Print each line exactly as it is given.
*** Information supplied
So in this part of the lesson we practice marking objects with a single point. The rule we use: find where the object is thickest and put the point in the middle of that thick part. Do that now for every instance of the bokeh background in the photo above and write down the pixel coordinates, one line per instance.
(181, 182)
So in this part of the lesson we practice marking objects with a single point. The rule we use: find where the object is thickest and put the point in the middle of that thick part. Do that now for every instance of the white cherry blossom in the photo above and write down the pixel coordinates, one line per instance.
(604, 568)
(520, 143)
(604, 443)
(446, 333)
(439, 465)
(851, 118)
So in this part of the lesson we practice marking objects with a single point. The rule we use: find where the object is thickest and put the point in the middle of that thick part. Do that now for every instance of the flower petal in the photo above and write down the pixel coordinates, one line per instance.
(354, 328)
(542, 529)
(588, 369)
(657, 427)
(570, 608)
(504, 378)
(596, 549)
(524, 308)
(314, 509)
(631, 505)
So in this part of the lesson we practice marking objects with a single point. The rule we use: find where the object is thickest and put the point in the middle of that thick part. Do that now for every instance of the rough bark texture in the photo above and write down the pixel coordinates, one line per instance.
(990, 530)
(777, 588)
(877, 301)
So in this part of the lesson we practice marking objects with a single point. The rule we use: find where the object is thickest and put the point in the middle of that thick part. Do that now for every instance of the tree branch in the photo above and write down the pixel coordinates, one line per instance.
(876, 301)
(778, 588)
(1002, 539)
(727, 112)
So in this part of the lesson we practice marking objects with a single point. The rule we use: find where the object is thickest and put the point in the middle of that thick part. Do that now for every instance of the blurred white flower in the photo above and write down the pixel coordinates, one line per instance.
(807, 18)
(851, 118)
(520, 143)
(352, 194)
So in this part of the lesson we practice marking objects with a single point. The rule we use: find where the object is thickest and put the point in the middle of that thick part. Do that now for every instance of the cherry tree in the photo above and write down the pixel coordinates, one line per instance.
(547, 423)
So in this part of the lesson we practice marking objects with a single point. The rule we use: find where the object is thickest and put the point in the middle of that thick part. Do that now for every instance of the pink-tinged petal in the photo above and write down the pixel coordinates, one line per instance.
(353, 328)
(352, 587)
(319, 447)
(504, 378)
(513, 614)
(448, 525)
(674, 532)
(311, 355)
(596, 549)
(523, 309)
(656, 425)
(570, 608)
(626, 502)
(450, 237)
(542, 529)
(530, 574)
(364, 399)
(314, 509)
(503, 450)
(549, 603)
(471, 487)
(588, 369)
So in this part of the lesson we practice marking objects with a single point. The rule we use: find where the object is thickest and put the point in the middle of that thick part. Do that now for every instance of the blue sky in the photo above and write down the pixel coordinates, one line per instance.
******
- _Complete response_
So in this part of the lesson we practice marking objects with a single point. The rule we use: find where the object is thickest and put the point in the middle of that thick part. Do that now for every instance of the bokeh background in the photo above and write down the pixel coordinates, one line per instance.
(181, 182)
So in this part of the lesson we practice marking objects with a single point. The rule we use: find where the object is thickest and put the point in the middle of that thick part. Do that now for every instance of the white cherry blossom in the photo above and write down the pixel coordinates, one line per instance.
(604, 568)
(520, 143)
(604, 443)
(446, 333)
(439, 465)
(851, 118)
So in this part of the lesson we practice marking objects with a single point. The rule we use: find where the object is thickest and put the point in the middle of that thick part. Do that now for every instance of the flower petal in the photo above and write down the pixel coordinates, one line per instance.
(354, 328)
(542, 529)
(588, 369)
(657, 427)
(570, 608)
(504, 378)
(596, 549)
(524, 308)
(314, 509)
(631, 505)
So in this part of the lesson we practice marking objects with a single point. The rule we use: find where the object is thickest and put the point in the middle of that thick part. Do that now for every instance of the rough bark texture in the photo above and write down the pixel coordinates, one line per instance.
(990, 530)
(777, 588)
(877, 301)
So in this part of the lesson we practice marking objects with a single point. The rule we use: find where the object is thickest and put the point in the middle of that thick part. Do that now for every instance of the tree branch in the photo above and write down the pixel coordinates, one line per instance.
(876, 301)
(778, 588)
(1002, 539)
(727, 112)
So in this part of the lesson we practice marking objects with a single point. The rule we use: find where the object is thickest and put the point in the middle of that thick part. Do that now for every instance of the blurred white flower in the photo above and write down the pixel coordinates, one line per instance.
(807, 18)
(851, 118)
(520, 143)
(352, 194)
So in this part of the lesson we practice marking objects with a single point. The rule we use: find where the object is thickest and put the point in the middle of that thick part. Do that now for every instance of the cherry tree in the photo above and write down the pixel coordinates, one line per instance.
(547, 423)
So in this part of the lesson we practice marking objects with a single point. The rule we use: find where the object is thickest and put the point in the middle of that thick part. Do that now for every instance of the pink-tinged petal in the photo above and write down the pixel coordinates, one line per instance.
(353, 328)
(352, 587)
(319, 447)
(504, 378)
(513, 614)
(448, 525)
(674, 532)
(311, 355)
(596, 549)
(523, 309)
(656, 425)
(570, 608)
(626, 502)
(450, 237)
(542, 529)
(530, 574)
(364, 399)
(314, 509)
(503, 450)
(549, 603)
(471, 487)
(588, 369)
So in this part of the lesson we practice marking objects with a single point. The rule we use: find where the object is thickest and put the point in the middle of that thick part. Do that now for every instance of the blue sky in the photo above and write down the pixel coordinates, one line per instance.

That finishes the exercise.